▸ **SET TASK**
Revise the records between the lines holding "I would be grateful for your help with the man's lips" and "point(418, 118)", inclusive, so that "sherpa collar" becomes "shearling collar" and nothing else changes. Give back only those lines.
──────── DATA SECTION ────────
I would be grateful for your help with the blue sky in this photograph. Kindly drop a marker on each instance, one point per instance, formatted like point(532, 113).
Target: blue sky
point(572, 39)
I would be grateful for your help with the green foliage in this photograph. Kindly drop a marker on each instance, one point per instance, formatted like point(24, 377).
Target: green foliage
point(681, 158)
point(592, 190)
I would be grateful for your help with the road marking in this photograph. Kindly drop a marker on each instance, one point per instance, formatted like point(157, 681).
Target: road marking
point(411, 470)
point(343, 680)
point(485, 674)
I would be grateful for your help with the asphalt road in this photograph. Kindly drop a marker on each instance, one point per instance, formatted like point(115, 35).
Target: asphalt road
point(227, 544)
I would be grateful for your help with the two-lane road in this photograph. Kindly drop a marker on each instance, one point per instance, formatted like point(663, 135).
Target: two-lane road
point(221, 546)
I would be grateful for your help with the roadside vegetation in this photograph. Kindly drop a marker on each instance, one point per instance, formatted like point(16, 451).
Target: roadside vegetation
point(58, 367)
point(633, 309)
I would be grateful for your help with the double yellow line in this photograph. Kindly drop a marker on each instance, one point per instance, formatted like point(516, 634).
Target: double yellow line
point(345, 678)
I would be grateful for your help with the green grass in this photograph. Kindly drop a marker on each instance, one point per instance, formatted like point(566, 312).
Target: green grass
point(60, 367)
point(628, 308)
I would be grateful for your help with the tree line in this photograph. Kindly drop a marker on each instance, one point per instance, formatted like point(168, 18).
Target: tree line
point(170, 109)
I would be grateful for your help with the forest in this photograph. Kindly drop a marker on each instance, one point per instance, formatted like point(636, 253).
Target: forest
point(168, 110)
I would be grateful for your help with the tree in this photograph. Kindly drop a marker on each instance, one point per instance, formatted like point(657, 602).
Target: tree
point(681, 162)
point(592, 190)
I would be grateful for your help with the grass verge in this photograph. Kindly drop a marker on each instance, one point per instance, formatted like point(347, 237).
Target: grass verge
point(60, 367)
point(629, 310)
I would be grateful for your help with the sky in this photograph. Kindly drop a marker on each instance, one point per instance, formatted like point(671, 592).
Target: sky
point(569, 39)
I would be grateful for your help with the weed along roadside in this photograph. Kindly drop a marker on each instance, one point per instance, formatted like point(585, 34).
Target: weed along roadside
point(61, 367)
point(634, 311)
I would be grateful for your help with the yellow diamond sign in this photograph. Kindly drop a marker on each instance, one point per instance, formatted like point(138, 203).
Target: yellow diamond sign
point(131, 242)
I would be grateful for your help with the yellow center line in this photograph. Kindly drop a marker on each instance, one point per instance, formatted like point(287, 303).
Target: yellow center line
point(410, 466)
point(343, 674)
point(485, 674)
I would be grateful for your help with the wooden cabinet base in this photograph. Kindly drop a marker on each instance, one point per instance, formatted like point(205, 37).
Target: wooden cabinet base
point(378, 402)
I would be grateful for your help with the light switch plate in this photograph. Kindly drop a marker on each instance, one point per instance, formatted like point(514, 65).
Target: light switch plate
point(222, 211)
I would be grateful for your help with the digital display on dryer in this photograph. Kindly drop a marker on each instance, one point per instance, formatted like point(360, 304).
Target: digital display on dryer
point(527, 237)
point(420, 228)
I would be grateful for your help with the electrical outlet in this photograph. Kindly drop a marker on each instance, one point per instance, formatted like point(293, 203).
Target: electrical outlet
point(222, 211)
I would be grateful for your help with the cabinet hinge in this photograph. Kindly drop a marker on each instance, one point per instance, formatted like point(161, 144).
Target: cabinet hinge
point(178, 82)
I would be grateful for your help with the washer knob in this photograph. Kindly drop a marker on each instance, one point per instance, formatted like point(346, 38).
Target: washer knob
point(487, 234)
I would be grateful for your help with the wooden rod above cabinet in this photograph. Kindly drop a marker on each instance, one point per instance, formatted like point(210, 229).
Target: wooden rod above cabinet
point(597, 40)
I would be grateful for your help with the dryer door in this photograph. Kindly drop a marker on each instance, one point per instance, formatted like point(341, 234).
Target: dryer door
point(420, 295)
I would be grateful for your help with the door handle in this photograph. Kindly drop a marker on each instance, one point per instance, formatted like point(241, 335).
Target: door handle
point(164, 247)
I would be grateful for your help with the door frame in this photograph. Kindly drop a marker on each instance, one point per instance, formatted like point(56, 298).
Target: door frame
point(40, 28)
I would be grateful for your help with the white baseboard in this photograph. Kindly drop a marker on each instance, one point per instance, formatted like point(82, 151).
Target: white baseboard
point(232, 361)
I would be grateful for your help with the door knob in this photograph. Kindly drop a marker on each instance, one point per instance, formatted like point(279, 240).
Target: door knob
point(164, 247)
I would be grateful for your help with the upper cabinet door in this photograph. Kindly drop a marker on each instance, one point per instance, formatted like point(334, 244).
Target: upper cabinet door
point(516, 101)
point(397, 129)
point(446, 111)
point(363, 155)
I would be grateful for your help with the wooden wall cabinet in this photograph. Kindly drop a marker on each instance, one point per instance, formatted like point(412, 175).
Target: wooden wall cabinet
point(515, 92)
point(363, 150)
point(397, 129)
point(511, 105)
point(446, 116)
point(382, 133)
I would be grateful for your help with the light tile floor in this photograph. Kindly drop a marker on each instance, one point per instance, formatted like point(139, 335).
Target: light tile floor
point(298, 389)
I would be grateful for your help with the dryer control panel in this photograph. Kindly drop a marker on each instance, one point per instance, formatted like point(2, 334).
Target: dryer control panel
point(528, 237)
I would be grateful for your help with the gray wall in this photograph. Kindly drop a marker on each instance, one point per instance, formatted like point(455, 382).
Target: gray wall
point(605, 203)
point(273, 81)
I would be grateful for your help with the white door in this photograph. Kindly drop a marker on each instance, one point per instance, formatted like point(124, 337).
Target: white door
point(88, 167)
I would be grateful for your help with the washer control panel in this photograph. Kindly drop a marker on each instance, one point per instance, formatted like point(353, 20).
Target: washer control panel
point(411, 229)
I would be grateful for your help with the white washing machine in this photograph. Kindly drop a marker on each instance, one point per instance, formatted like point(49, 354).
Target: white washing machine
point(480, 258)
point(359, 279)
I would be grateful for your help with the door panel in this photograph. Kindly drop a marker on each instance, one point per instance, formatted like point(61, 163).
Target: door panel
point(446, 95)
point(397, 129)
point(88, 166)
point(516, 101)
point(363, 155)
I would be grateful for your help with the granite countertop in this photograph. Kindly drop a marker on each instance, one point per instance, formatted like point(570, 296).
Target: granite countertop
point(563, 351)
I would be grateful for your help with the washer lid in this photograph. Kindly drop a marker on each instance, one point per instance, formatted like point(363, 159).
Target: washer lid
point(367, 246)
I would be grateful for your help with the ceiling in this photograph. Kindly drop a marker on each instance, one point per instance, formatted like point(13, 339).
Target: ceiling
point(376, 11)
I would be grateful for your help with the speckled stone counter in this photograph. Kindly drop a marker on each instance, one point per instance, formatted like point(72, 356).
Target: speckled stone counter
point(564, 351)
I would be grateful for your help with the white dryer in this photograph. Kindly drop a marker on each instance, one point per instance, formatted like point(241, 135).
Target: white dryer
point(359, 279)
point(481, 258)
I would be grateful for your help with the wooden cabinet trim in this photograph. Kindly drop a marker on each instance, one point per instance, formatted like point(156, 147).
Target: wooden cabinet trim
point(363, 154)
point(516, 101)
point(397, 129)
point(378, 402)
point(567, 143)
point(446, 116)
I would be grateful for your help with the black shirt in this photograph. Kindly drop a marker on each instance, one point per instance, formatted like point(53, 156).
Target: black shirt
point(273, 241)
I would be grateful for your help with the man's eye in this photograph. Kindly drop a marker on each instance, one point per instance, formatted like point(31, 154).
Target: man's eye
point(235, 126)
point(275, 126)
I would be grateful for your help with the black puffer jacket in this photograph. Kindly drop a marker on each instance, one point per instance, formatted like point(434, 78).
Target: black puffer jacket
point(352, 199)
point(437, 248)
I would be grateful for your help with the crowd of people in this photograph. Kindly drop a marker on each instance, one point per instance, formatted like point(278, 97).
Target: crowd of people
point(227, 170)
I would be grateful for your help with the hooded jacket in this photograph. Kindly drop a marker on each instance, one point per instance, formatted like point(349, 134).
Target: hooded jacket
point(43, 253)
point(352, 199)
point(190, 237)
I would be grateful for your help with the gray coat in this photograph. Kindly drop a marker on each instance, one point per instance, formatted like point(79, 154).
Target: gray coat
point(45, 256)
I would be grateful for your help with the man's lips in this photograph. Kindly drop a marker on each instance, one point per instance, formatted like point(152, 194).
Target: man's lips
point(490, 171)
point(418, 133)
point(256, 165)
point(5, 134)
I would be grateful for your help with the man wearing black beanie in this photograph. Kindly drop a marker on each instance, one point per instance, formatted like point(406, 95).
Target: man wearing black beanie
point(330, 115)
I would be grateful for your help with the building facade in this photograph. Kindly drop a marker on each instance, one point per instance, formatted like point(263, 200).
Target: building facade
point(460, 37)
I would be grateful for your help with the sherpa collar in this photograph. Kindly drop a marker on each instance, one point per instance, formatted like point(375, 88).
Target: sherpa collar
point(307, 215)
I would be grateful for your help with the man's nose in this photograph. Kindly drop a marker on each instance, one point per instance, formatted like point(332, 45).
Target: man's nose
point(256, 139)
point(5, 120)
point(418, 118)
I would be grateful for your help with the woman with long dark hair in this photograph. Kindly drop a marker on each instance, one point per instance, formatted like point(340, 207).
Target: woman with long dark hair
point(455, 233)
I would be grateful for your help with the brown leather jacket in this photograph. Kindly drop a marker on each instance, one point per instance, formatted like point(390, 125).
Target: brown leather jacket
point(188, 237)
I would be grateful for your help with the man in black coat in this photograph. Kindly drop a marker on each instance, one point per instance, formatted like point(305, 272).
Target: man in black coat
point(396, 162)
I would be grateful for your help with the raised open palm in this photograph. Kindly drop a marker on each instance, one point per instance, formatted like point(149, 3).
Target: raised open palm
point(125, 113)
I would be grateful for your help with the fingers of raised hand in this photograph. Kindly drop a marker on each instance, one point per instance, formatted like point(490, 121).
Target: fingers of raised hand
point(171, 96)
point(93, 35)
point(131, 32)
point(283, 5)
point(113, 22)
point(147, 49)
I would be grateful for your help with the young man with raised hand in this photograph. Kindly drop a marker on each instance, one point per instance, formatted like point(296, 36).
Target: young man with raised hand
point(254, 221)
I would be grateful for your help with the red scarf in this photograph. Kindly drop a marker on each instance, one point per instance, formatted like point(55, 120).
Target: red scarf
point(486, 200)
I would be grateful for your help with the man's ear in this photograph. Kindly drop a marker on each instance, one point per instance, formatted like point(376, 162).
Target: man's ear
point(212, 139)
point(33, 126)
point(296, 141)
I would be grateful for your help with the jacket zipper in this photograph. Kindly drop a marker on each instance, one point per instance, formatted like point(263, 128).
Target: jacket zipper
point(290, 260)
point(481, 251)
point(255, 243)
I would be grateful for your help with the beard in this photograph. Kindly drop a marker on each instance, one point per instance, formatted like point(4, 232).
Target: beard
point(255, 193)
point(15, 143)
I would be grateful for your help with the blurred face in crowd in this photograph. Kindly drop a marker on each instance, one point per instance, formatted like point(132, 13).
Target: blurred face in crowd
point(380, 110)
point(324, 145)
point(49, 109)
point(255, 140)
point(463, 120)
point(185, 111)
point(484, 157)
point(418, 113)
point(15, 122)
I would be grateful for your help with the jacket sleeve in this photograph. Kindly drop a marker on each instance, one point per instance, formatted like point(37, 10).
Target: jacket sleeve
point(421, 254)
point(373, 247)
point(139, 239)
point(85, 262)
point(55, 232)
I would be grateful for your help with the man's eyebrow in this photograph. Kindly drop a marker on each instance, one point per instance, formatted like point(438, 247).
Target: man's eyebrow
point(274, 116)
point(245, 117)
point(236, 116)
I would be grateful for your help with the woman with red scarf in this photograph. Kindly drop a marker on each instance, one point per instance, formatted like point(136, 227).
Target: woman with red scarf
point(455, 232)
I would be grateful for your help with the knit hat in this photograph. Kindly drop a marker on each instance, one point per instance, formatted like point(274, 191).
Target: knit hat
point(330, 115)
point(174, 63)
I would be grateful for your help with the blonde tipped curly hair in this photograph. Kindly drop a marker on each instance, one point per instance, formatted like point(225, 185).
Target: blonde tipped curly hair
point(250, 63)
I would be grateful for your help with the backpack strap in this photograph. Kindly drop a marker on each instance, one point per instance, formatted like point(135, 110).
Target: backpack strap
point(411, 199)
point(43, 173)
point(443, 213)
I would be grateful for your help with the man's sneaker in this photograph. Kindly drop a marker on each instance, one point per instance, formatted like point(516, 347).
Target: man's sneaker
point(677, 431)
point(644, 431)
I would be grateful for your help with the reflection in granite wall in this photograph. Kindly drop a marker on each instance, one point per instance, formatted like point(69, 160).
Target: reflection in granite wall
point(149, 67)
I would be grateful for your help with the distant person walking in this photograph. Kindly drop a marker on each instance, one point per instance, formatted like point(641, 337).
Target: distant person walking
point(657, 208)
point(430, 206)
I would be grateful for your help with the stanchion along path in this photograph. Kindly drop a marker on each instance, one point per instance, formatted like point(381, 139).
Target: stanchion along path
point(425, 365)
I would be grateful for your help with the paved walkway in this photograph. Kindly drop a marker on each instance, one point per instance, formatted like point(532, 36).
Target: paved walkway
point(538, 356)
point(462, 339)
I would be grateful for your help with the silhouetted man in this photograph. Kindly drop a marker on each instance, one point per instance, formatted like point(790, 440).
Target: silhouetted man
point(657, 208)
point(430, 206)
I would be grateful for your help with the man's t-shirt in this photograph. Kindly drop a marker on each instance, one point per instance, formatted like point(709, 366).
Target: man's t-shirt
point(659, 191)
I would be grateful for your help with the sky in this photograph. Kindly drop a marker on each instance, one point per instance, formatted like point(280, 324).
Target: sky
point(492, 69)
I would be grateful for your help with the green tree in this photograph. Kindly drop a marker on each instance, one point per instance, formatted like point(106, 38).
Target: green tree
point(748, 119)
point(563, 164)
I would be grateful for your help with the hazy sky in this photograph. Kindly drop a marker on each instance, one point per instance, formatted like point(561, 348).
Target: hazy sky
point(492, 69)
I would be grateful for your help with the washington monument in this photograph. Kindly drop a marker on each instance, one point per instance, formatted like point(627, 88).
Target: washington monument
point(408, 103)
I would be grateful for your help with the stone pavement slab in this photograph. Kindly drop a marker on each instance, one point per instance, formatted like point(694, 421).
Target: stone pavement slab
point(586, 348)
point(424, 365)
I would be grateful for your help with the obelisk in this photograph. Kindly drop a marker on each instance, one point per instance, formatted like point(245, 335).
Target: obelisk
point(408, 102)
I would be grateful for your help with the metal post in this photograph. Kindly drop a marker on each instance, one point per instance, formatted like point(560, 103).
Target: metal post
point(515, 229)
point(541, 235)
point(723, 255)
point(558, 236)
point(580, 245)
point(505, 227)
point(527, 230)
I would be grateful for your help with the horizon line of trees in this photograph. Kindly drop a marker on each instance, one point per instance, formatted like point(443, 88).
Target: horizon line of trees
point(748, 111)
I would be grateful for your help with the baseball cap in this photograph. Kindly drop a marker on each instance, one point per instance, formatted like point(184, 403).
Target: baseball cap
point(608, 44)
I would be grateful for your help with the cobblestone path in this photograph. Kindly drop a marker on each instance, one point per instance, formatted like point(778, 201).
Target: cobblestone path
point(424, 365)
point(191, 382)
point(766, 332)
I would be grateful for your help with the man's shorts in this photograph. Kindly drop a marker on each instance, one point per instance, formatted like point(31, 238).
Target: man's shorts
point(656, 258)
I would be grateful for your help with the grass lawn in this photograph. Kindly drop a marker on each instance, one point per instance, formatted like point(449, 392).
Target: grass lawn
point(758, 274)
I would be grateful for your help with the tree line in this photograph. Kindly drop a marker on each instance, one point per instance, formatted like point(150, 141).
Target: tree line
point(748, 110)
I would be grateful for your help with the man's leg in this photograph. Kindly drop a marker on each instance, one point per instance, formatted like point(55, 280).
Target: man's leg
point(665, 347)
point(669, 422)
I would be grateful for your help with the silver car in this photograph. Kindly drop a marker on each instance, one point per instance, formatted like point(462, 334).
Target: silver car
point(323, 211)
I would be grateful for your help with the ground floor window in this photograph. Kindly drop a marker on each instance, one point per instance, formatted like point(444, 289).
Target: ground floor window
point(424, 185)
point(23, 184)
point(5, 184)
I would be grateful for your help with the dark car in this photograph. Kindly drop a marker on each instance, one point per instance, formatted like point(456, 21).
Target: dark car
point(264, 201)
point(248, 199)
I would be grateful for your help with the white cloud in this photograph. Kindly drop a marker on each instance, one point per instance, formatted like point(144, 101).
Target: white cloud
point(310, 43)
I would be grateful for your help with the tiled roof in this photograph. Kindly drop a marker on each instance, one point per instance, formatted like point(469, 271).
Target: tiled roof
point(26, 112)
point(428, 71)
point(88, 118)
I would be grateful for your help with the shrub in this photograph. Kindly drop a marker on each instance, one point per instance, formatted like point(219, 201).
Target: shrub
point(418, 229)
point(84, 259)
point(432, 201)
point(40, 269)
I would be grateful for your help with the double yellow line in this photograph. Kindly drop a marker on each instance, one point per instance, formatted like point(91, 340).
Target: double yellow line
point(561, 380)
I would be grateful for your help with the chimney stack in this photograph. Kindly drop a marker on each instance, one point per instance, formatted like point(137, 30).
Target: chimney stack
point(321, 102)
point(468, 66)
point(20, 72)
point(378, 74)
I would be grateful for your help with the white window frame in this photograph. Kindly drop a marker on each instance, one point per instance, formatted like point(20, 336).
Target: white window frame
────────
▸ **FULL SOLUTION**
I would be grateful for your help with the man's lips in this photograph. Kindly drop a marker on each instance, one point per instance, formatted like point(152, 194).
Target: man's lips
point(490, 171)
point(418, 133)
point(256, 165)
point(5, 134)
I would be grateful for your help with the man wearing black beanie in this photograph. Kindly drop a marker on each instance, one point per instance, formatted like point(406, 95).
Target: man wearing black beanie
point(330, 115)
I would be grateful for your help with the building facade in this photograph. Kindly drop a marker on each instance, one point per instance, formatted like point(263, 200).
Target: building facade
point(460, 37)
I would be grateful for your help with the shearling collar in this photograph. Kindly drop a marker on each instance, one point per instance, formatted like point(375, 88).
Target: shearling collar
point(307, 215)
I would be grateful for your help with the man's nose in this photograph. Kindly drop a marker on each instance, one point per instance, formatted like point(332, 45).
Target: man's nose
point(256, 139)
point(5, 120)
point(418, 118)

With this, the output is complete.